Pour cette troisième partie du triptyque, j’étais séduite par l’idée de traverser la corporalité et activer un «lieu» renversé. Cette envie a donné corps à un dispositif où je déploie sur le plateau mon espace mental, sous le signe du multiple, de l’additionnel et du contradictoire.
Quand j’ai lu le Carnet de Grisélidis Réal, écrivain et prostituée militante décédée en 2005, j’ai pensé que si on pouvait imaginer une « langue de la chair » c’était bien dans ce carnet qu’elle se réalisait, dans cette écriture à la syntaxe «primitive» et sérielle, composée essentiellement de noms propres, d’adjectives et de verbes à l’infinitif. Dans au commencement était la chair… ce texte fait office de basse continue sur laquelle viennent se greffer d’autres mots, d’autres langues.

au commencement était la chair… se situe du côté de la «stream of consciousness», de ce flot de conscience où l’identité se veut nomade et polyphonique. Un lieu où des figures s’invitent, où les objets, dans leurs différents niveaux de lecture – qu’elle soit symbolique ou métaphorique – articulent, avec les partitions textuelles, la mise en oeuvre d’une identité autofictionnelle. Une grotte renversée, où le «monde des idées» se fait corps et chair du plateau.

Références textuelles
Marija Gimbutas, Le langage de la déesse, Éditions des femmes – Antoinette Fouque, 2005
Brigitte Hatat, Miroirs. De Narcisse à Dionysos, dans Le corps parlant, novembre 2004, Édition érès,
Claudine Cohen, La femme des origines, Éditions Herscher, 2003
Andrée Chedid, Lucy. La femme verticale, Flammarion, 1998
Henri Atlan, L’utérus artificiel, Éditions du Seuil, 2005
Judith Butler, Trouble dans le genre, Éditions La Découverte, 2005
Osho, Satyam, Shivam, Sunderam dans Krishnananda, Face to face with fear, Koregaon, 2004

Notes
La beauté du corps est tout entière dans la peau. En effet si les hommes voyaient ce qui est sous la peau, doués comme le lynx de Boétie d’intérieure pénétration visuelle, la seule vue des femmes leur serait nauséabonde.

______

-- CONSIGNE A --
Parmi les références textuelles de la présentation du spectacle, relevez les titres de tous les ouvrages parus en 2005.
-- CONSIGNE B --
Reproduisez sans aucune modification le passage de la présentation du spectacle qui commence aux mots « au commencement était la chair… se » et se termine après les mots « chair du plateau. ».
Il n'est pas nécessaire de consulter les entrées.

______

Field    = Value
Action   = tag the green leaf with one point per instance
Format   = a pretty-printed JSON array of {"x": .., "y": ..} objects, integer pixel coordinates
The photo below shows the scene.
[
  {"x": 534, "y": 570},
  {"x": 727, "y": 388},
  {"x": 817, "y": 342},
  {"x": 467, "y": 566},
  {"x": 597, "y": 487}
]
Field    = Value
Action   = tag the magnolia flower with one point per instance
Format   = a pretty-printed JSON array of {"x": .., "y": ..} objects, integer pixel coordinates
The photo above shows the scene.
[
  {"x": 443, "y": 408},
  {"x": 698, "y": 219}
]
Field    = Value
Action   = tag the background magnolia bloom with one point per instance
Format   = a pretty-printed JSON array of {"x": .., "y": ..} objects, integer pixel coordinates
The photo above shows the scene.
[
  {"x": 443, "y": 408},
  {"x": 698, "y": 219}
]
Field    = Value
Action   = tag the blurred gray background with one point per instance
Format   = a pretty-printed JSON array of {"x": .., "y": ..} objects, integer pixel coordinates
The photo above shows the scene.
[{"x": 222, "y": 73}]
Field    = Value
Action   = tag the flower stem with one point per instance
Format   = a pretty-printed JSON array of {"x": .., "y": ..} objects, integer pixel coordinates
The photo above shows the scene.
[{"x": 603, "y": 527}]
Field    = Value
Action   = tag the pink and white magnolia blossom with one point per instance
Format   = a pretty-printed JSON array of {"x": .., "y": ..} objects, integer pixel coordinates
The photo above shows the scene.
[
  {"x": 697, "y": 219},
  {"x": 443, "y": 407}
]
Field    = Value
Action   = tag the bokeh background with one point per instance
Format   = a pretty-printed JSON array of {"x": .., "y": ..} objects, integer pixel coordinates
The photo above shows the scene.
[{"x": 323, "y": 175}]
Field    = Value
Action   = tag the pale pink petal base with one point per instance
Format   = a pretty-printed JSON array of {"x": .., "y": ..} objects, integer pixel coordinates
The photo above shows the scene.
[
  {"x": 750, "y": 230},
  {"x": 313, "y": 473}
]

______

-- RÉPONSE ATTENDUE A --
- Le langage de la déesse
- L'utérus artificiel
- Trouble dans le genre

-- RÉPONSE ATTENDUE B --
au commencement était la chair… se situe du côté de la «stream of consciousness», de ce flot de conscience où l’identité se veut nomade et polyphonique. Un lieu où des figures s’invitent, où les objets, dans leurs différents niveaux de lecture – qu’elle soit symbolique ou métaphorique – articulent, avec les partitions textuelles, la mise en oeuvre d’une identité autofictionnelle. Une grotte renversée, où le «monde des idées» se fait corps et chair du plateau.